• The exercise
Nothing but the lines from the one that contains "task: segment the sky" through the end of the listing should appear, set down exactly.

-- -- --

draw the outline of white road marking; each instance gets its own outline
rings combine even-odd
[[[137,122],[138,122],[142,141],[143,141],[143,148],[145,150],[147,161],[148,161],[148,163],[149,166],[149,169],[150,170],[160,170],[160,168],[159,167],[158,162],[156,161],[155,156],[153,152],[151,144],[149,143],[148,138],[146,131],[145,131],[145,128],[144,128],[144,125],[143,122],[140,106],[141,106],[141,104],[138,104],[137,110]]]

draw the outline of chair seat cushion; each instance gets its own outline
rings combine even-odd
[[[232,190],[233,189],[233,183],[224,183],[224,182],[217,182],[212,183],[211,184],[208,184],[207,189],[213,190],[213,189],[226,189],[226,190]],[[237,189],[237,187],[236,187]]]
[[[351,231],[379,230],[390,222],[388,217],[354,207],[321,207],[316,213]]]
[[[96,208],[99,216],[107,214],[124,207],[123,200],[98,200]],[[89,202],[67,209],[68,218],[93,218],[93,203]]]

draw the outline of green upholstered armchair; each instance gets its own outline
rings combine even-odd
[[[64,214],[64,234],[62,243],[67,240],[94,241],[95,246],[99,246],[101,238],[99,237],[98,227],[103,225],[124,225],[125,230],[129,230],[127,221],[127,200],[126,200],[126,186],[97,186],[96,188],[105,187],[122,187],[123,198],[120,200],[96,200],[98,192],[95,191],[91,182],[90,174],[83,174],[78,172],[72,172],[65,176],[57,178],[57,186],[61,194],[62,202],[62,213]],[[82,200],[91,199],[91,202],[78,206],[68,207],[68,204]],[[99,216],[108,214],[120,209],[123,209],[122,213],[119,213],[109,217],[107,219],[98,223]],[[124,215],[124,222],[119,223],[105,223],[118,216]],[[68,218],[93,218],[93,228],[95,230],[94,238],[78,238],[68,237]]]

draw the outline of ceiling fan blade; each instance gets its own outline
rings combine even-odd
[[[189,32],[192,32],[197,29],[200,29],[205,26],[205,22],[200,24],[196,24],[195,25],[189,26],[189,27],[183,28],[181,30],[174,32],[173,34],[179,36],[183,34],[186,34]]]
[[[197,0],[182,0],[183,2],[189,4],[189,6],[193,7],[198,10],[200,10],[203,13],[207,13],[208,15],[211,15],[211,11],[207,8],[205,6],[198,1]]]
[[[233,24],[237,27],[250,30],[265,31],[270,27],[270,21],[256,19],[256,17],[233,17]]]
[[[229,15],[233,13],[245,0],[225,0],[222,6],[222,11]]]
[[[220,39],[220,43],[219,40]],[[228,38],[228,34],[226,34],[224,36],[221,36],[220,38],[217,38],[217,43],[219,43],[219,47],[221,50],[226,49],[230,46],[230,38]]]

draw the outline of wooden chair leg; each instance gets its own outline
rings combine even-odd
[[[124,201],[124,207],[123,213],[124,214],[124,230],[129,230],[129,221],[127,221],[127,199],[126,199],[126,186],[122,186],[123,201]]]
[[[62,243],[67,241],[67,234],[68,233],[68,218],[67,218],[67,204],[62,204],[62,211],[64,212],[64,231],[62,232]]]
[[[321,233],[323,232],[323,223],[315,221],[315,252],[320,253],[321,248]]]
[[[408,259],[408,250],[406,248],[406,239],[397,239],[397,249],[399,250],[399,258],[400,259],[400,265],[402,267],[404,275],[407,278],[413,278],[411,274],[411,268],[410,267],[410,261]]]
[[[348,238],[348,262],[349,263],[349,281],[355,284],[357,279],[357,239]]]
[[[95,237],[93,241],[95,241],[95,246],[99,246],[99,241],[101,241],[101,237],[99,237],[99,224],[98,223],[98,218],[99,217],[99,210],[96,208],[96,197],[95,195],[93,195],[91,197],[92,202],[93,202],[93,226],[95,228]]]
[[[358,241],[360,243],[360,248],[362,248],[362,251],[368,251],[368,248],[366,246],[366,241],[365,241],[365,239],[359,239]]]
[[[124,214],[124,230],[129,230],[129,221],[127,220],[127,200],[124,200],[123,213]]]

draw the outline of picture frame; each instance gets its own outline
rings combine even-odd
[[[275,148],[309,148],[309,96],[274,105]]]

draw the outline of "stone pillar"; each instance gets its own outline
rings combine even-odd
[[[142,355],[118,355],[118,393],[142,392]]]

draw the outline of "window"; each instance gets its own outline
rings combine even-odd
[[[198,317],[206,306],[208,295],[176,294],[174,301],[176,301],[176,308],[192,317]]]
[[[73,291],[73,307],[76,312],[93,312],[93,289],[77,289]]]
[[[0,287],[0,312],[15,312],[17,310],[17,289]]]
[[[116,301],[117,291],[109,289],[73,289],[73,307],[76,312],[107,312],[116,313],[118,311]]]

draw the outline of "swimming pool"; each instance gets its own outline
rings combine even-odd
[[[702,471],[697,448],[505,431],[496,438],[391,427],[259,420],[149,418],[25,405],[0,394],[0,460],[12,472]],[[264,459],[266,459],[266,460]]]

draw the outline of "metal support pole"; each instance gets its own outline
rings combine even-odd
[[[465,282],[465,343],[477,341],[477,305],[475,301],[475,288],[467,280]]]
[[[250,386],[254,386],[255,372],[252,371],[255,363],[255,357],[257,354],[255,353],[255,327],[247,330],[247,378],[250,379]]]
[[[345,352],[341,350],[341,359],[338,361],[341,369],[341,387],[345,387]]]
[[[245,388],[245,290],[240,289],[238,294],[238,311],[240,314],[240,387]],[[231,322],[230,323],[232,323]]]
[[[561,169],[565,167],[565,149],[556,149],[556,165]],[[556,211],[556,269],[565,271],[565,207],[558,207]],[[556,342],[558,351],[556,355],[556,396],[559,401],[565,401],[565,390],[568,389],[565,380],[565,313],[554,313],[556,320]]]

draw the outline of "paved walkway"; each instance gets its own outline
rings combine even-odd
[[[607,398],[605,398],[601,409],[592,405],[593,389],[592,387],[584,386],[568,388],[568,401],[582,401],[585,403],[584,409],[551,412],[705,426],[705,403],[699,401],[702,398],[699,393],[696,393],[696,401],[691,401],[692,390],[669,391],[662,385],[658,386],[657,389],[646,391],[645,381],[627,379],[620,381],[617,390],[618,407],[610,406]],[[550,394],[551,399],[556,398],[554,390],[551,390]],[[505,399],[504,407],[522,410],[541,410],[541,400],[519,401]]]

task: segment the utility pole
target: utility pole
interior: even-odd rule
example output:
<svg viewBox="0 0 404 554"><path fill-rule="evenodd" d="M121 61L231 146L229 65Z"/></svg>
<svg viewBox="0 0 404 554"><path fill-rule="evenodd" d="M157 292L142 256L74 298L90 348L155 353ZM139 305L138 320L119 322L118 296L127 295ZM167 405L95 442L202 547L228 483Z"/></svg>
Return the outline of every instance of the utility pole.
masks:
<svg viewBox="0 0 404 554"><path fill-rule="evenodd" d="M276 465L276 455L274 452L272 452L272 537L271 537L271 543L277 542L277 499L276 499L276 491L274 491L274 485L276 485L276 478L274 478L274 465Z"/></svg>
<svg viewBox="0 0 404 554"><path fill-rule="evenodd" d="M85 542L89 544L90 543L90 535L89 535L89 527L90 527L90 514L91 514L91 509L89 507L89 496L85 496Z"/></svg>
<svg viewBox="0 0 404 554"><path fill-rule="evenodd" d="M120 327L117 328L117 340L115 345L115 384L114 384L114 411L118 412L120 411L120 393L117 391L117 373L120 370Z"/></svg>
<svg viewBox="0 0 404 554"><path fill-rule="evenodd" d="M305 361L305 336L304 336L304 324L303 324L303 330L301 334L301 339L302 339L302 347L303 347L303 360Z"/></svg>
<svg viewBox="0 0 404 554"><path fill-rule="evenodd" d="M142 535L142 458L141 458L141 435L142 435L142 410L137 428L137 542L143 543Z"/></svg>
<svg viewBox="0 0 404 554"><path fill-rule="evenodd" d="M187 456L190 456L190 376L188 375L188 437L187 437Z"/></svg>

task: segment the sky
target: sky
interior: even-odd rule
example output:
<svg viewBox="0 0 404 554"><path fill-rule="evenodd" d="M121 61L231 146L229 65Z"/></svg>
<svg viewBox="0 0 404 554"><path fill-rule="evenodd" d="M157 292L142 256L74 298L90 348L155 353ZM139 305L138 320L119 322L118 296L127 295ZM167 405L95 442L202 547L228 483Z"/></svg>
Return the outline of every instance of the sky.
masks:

-- -- --

• Solution for this exercise
task: segment the sky
target: sky
interior: even-odd rule
example output:
<svg viewBox="0 0 404 554"><path fill-rule="evenodd" d="M121 61L231 146L229 65Z"/></svg>
<svg viewBox="0 0 404 554"><path fill-rule="evenodd" d="M157 292L142 256L74 298L90 348L155 353ZM139 305L138 320L119 322L118 296L127 295ZM167 405L95 442L202 547L228 483Z"/></svg>
Return the outline of every instance of the sky.
masks:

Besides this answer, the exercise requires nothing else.